- WHAT YOU NEED TO DO: All lines with the word "coordinates" must be pulled from the entries below.

- SUPPLIED DATA:
******************************
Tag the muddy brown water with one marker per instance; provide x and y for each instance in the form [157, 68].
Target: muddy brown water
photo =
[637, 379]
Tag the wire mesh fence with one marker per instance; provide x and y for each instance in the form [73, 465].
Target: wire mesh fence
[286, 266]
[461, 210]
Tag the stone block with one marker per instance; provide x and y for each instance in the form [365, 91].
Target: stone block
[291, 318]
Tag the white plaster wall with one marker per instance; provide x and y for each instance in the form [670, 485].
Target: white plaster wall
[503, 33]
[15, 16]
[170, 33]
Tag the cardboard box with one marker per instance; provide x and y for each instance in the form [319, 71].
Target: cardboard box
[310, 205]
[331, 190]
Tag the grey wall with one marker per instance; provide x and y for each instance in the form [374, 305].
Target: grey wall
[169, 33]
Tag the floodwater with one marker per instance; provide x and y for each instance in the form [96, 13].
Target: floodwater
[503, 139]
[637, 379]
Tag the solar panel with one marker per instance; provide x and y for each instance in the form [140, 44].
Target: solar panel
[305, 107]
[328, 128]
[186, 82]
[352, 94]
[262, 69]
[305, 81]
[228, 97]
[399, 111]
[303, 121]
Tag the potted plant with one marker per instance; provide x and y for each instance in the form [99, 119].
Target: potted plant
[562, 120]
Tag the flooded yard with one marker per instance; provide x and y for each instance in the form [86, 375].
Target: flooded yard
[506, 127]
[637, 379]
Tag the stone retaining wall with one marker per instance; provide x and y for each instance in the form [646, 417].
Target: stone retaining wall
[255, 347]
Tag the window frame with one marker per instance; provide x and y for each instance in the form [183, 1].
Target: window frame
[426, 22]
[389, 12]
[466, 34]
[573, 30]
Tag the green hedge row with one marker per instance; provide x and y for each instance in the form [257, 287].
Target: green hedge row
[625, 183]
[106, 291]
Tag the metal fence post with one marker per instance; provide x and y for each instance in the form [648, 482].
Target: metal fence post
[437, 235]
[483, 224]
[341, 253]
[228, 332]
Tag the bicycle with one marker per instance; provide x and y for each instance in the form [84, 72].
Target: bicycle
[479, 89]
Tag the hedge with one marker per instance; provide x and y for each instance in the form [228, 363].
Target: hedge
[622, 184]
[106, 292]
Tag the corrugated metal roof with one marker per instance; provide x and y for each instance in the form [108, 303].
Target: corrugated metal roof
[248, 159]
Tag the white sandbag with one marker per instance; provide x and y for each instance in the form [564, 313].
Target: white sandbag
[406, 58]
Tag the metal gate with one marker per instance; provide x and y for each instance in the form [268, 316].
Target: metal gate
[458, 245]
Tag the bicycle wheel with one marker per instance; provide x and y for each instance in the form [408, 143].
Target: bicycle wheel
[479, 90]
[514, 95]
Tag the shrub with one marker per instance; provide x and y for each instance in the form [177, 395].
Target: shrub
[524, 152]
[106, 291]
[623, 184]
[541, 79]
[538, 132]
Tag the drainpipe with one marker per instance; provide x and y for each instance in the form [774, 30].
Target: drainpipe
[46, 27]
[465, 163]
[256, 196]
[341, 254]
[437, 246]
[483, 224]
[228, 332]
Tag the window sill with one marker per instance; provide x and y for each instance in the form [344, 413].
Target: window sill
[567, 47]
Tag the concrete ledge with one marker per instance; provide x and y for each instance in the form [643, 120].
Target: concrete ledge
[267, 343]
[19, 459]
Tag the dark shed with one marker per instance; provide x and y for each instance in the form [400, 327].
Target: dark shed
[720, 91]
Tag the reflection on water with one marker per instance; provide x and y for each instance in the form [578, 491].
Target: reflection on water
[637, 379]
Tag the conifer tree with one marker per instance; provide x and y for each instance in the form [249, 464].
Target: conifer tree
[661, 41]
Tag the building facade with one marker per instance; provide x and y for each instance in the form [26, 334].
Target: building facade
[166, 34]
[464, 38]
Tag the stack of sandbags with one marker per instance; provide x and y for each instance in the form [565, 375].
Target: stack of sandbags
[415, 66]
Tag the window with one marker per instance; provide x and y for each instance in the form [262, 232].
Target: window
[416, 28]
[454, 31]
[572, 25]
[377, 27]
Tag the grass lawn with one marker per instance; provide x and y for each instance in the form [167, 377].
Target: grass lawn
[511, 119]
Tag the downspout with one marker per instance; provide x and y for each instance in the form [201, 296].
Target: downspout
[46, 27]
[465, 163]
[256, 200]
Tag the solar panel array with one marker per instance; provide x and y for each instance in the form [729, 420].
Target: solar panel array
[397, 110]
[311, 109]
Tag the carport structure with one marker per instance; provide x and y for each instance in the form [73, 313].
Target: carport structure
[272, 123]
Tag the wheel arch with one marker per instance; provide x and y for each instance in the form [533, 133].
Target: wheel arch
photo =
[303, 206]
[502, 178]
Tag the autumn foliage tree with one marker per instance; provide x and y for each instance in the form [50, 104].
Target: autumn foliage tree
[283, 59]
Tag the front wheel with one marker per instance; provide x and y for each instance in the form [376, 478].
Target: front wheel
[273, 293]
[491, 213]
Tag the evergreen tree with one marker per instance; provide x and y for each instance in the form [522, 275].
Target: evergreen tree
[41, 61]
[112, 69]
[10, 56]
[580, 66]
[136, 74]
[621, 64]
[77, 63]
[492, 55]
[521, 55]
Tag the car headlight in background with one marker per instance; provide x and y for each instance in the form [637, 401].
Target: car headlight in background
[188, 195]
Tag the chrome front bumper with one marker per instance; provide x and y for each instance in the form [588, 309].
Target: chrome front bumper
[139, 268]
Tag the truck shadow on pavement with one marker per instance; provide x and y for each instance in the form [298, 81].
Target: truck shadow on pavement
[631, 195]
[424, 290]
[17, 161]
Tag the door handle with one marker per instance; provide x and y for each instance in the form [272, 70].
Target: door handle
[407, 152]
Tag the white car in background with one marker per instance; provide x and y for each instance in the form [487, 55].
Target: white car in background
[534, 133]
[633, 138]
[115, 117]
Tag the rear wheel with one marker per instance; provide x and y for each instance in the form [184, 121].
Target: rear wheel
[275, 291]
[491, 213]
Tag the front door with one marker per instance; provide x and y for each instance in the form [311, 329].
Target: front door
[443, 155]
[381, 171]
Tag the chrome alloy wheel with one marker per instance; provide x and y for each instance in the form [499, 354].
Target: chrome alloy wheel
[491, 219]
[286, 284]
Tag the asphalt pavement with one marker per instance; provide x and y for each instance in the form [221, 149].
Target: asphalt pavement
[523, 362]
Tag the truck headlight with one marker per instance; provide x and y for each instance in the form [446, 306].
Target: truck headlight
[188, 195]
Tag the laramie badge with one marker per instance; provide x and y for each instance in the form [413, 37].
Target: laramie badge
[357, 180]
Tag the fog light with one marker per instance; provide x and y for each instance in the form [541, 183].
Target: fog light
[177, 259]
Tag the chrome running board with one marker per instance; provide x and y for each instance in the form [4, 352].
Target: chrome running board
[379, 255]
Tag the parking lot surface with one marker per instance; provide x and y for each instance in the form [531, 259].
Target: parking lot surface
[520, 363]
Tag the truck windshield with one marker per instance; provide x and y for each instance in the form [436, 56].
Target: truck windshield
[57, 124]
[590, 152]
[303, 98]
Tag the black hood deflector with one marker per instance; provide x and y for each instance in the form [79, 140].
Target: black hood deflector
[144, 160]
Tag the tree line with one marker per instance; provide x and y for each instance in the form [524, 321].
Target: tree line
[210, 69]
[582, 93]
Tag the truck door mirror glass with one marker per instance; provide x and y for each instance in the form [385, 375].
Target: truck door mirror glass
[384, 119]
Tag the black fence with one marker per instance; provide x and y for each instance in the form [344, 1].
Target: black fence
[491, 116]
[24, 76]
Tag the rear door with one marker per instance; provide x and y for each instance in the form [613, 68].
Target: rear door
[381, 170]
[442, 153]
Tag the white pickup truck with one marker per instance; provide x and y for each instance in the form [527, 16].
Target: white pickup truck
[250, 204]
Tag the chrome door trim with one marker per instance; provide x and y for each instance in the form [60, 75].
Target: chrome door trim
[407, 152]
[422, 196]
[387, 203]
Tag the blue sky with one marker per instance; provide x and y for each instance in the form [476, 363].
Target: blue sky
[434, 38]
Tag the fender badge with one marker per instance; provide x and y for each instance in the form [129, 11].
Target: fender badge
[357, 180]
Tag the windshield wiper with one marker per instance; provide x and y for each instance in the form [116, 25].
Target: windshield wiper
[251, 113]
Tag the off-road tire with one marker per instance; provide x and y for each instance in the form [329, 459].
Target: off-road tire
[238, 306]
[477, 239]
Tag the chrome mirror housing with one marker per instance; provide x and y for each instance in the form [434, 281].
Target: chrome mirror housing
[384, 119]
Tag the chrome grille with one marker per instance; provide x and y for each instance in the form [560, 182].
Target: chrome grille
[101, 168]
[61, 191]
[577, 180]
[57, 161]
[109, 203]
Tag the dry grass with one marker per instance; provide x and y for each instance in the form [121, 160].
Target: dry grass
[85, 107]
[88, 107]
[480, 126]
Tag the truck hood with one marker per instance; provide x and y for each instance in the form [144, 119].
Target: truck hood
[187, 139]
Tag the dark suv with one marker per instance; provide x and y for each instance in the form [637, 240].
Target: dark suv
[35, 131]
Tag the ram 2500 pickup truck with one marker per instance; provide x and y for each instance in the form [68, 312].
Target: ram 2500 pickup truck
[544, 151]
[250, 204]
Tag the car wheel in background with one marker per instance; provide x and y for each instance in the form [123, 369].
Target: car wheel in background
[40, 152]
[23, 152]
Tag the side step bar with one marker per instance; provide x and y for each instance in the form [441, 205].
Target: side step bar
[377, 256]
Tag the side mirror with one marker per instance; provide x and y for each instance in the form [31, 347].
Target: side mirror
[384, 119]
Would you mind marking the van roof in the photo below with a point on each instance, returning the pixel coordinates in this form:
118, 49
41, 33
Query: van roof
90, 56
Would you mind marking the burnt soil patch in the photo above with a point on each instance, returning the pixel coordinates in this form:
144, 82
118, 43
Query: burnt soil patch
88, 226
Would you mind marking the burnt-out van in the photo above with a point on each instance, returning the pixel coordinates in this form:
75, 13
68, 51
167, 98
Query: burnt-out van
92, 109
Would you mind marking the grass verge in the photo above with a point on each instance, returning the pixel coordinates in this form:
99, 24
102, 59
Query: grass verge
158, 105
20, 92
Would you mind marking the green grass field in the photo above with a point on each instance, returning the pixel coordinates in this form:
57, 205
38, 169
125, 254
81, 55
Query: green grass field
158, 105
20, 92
******************************
- ANSWER SPACE:
Would you mind marking the van roof in the photo below with a point on each instance, returning the pixel coordinates in this form:
Would you mind marking the burnt soil patch in the photo above with a point on each instance, returning the pixel coordinates in this form:
Would you mind marking the burnt-out van in the photo above with a point on each instance, returning the pixel coordinates in this form:
Would you mind marking the grass verge in the photo above with a point on each instance, returning the pixel coordinates in this form:
Would you mind marking the green grass field in the photo above with a point on each instance, returning the pixel coordinates in this form:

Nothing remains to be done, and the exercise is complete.